EXTRACTED RECORDS ::
╭──
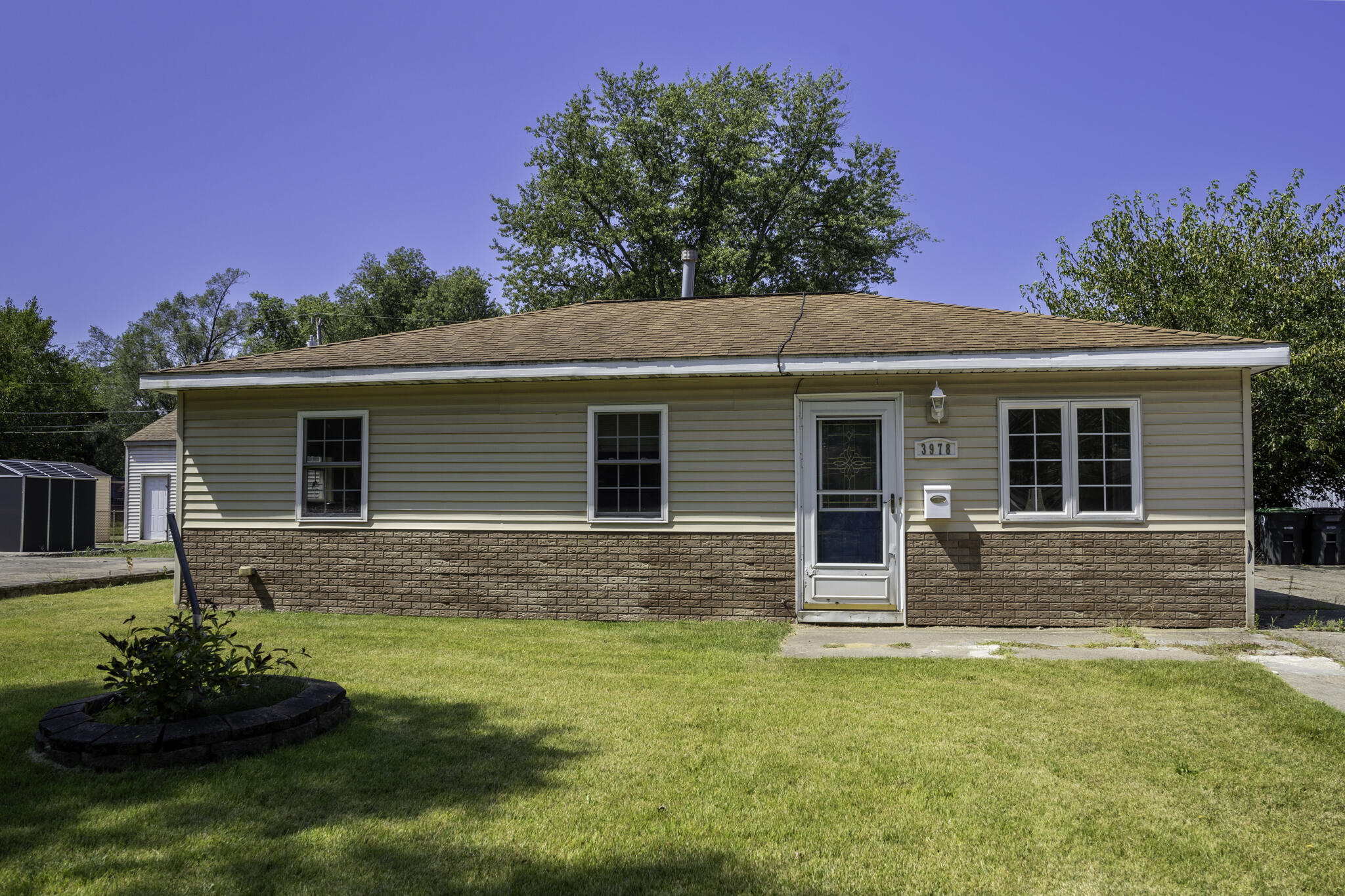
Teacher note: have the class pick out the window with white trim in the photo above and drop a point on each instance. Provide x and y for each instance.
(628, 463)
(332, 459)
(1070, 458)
╰──
╭──
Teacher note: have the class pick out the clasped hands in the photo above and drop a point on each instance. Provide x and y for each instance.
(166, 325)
╰──
WHAT TO WORK ON :: Express the data from the line containing "Teacher note: have the class pick out the window" up to and including the line containing "(1070, 458)" as a JSON list of strings, with one string per line and blank lines omitted.

WRITTEN RESPONSE ::
[
  "Teacher note: have the class pick out the window with white trim in the photo above and drop a point on each instance. Provide x and y for each instance.",
  "(628, 463)",
  "(332, 459)",
  "(1070, 458)"
]